(Written request): Copy every line of the material below word for word.

* Begin Provided records *

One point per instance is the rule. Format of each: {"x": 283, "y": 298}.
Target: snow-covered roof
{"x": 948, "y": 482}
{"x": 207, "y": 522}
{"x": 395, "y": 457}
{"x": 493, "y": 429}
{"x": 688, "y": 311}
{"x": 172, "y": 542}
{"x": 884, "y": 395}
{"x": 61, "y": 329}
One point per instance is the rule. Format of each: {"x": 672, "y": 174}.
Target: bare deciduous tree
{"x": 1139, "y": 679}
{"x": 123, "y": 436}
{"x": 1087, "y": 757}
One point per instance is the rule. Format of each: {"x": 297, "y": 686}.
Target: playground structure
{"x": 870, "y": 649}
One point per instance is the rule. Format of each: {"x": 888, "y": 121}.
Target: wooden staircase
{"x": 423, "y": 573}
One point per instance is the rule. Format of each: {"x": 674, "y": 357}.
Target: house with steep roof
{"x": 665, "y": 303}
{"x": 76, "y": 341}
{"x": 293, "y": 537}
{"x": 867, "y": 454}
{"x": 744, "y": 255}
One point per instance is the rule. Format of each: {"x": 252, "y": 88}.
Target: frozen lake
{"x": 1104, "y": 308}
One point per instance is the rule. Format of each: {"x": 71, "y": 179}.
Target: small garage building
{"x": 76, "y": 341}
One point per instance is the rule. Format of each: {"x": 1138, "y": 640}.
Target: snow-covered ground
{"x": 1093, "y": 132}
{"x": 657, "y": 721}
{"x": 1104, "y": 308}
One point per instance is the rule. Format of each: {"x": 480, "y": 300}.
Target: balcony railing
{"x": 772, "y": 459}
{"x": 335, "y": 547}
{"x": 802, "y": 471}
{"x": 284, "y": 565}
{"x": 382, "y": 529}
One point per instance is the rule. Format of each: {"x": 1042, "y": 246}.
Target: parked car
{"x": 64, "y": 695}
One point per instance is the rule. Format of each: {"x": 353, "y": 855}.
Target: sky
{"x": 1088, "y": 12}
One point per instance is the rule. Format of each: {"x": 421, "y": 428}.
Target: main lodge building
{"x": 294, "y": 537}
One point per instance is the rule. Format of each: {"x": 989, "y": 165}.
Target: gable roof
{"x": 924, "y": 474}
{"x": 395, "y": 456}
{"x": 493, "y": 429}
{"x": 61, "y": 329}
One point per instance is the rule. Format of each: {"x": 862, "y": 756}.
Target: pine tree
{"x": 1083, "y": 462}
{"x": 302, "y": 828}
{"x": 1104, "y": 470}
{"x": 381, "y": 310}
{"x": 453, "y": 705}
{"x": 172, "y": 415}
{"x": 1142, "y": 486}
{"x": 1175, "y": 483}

* End Provided records *

(Complete response):
One point per instance is the rule. Format of each: {"x": 283, "y": 298}.
Target: snow-covered roof
{"x": 948, "y": 482}
{"x": 207, "y": 522}
{"x": 395, "y": 457}
{"x": 493, "y": 429}
{"x": 688, "y": 311}
{"x": 172, "y": 542}
{"x": 884, "y": 395}
{"x": 61, "y": 329}
One point per instance is the rule. Format of each: {"x": 672, "y": 174}.
Target: bare deciduous tree
{"x": 1139, "y": 679}
{"x": 123, "y": 436}
{"x": 1087, "y": 757}
One point per instance is the rule. Format of each: {"x": 297, "y": 686}.
Target: playground structure
{"x": 870, "y": 649}
One point per instance is the rule. Format of each: {"x": 888, "y": 121}.
Target: wooden staircase
{"x": 423, "y": 573}
One point per instance is the rule. Format of each: {"x": 674, "y": 357}.
Target: house with steep roof
{"x": 665, "y": 303}
{"x": 76, "y": 341}
{"x": 293, "y": 537}
{"x": 867, "y": 454}
{"x": 744, "y": 255}
One point per instance is the rule. Format of each: {"x": 252, "y": 88}.
Target: frozen lake
{"x": 1104, "y": 308}
One point per instance is the rule. Format of each: {"x": 71, "y": 179}.
Target: small garage building
{"x": 76, "y": 341}
One point per instance is the rule. Format of each: {"x": 1138, "y": 640}.
Target: snow-covered ground
{"x": 1093, "y": 132}
{"x": 657, "y": 721}
{"x": 1104, "y": 308}
One point per instance is the rule. Format of each: {"x": 480, "y": 300}.
Target: balcony railing
{"x": 772, "y": 459}
{"x": 335, "y": 547}
{"x": 802, "y": 471}
{"x": 284, "y": 565}
{"x": 382, "y": 529}
One point per instance is the rule. Format of each: {"x": 1042, "y": 246}.
Target: parked car
{"x": 64, "y": 695}
One point per instance is the rule. Format of each: {"x": 353, "y": 855}.
Target: sky
{"x": 1088, "y": 12}
One point per instance is the rule. Format of each: {"x": 421, "y": 428}.
Target: main lodge building
{"x": 294, "y": 537}
One point per instance is the rule. Format of each: {"x": 989, "y": 165}.
Target: gable roof
{"x": 924, "y": 474}
{"x": 395, "y": 456}
{"x": 493, "y": 429}
{"x": 61, "y": 329}
One point per instance is the rule. Format of each: {"x": 862, "y": 756}.
Target: pine tree
{"x": 1083, "y": 462}
{"x": 302, "y": 828}
{"x": 1104, "y": 470}
{"x": 381, "y": 310}
{"x": 453, "y": 705}
{"x": 172, "y": 415}
{"x": 1142, "y": 486}
{"x": 1175, "y": 483}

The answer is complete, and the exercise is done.